____ Provided material
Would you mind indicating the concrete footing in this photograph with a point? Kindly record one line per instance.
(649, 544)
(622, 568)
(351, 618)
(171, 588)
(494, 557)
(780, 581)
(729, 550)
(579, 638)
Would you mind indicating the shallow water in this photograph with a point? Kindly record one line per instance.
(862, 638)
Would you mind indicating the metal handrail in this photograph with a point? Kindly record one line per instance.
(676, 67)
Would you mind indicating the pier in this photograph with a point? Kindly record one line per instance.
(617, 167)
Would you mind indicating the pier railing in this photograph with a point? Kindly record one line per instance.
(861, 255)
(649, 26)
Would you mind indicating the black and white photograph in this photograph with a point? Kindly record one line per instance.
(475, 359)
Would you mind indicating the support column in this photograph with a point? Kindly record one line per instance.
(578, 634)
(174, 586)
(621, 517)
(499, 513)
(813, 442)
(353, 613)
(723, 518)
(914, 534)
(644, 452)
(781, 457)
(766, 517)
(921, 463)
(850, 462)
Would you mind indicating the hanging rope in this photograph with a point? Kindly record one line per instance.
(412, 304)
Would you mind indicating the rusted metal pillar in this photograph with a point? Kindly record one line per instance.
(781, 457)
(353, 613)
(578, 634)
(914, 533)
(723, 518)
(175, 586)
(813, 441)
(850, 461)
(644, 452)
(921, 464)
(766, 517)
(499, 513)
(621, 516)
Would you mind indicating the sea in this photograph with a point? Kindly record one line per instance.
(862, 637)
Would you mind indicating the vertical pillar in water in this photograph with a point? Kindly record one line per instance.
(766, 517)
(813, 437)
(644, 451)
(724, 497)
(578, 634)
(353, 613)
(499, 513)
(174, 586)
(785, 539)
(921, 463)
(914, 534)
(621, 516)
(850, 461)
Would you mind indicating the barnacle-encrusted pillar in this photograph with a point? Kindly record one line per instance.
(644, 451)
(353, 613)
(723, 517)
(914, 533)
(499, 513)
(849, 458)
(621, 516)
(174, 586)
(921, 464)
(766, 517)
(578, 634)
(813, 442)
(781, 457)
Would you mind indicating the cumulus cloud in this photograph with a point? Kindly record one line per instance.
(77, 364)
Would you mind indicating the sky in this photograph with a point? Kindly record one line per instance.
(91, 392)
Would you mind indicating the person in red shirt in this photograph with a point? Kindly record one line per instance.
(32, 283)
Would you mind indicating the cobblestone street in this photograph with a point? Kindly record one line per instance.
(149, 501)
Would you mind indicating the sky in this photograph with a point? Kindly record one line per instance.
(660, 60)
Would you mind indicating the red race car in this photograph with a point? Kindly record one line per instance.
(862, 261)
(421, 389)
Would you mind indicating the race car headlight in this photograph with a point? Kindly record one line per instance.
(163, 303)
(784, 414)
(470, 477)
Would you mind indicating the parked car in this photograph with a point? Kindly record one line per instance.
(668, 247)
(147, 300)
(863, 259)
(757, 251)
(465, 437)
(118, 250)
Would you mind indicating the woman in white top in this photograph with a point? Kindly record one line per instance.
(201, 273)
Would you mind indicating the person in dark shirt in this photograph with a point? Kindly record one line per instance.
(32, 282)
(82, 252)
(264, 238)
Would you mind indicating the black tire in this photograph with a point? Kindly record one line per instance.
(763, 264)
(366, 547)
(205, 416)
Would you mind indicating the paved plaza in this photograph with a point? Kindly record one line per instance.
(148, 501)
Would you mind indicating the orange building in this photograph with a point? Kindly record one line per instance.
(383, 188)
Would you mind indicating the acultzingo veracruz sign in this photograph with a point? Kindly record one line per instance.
________
* [What you have to do]
Extract every record and return it verbatim.

* [Response for this exercise]
Would you mind indicating the concrete footing in this photograph with a point? Kindly record one line per instance.
(649, 544)
(622, 568)
(351, 618)
(171, 588)
(494, 557)
(780, 581)
(729, 550)
(579, 638)
Would you mind indicating the shallow water in this photograph with a point? Kindly record one line per instance.
(862, 638)
Would you mind indicating the metal handrail in this photograph with a point? Kindly record one line per instance.
(676, 67)
Would you mind indicating the pier in this photograph with a point? Kindly record one line per instance.
(617, 167)
Would you mind indicating the pier railing in this photograph with a point? Kindly record one line per instance.
(861, 255)
(649, 26)
Would you mind indicating the black and white photograph in this photograph with a point? Kindly record one line per instance.
(475, 359)
Would you mind indicating the support column in this photograph with a point? Kindly record one line per instance.
(578, 634)
(174, 586)
(621, 517)
(499, 513)
(813, 442)
(353, 613)
(723, 518)
(914, 534)
(644, 452)
(781, 457)
(766, 517)
(921, 463)
(850, 462)
Would you mind indicating the hanging rope in this photograph with a point? Kindly record one line per instance.
(412, 304)
Would you mind indicating the rusted metal pillar in this photograph with a point? Kindly record one line per instance.
(781, 457)
(353, 613)
(578, 634)
(914, 533)
(723, 518)
(175, 586)
(813, 441)
(850, 461)
(644, 452)
(921, 464)
(766, 517)
(499, 513)
(621, 516)
Would you mind indicating the sea in this photograph with a point? Kindly record one line per instance.
(862, 637)
Would you mind indicating the vertical pillar in water in this photograph with a point? Kindly record one line per instance.
(766, 517)
(813, 437)
(644, 451)
(724, 497)
(578, 634)
(353, 613)
(499, 513)
(174, 586)
(785, 539)
(921, 463)
(914, 534)
(621, 516)
(850, 461)
Would you mind indicating the barnacle-encrusted pillar in this photograph with a point? Kindly record one line per instance.
(644, 451)
(353, 613)
(723, 517)
(914, 533)
(499, 513)
(849, 458)
(621, 516)
(174, 586)
(921, 464)
(766, 517)
(578, 634)
(813, 442)
(781, 457)
Would you mind indicating the cumulus cloud in this photograph with a point? Kindly record one line per instance.
(77, 364)
Would you mind indicating the sky in this photograph with a point? Kindly record one line per instance.
(91, 392)
Would you mind indicating the person in red shirt in this photograph with a point? Kindly record one line per instance.
(32, 283)
Would you mind indicating the cobblestone street in this photograph with a point? Kindly record one line per instance.
(149, 501)
Would you mind indicating the sky in this photograph with a point? Kindly record one line per instance.
(660, 60)
Would you mind indicating the red race car in this photograph with a point? Kindly record one line per instance.
(862, 261)
(421, 389)
Would you mind indicating the race car headlight in this photograph with a point? Kindly record one line per instance.
(163, 303)
(784, 414)
(470, 477)
Would you mind indicating the parked car in this photograph with a point? Kindly record one line per instance.
(668, 247)
(147, 300)
(863, 259)
(757, 251)
(465, 437)
(118, 250)
Would you mind indicating the woman in white top in this photograph with a point? Kindly record one line per instance.
(201, 273)
Would you mind indicating the person in dark shirt in this photograph with a point? Kindly record one line per instance.
(32, 282)
(82, 252)
(264, 238)
Would you mind indicating the black tire in this photograph with a point? Kindly record one line per instance.
(763, 264)
(366, 547)
(205, 416)
Would you mind indicating the paved plaza in this photograph with a point? Kindly record one line per instance.
(148, 501)
Would you mind indicating the orange building in this photograph with a point? Kindly record one line per instance.
(383, 188)
Would you mind indicating the acultzingo veracruz sign in this photograph with a point? Kindly record one line per instance.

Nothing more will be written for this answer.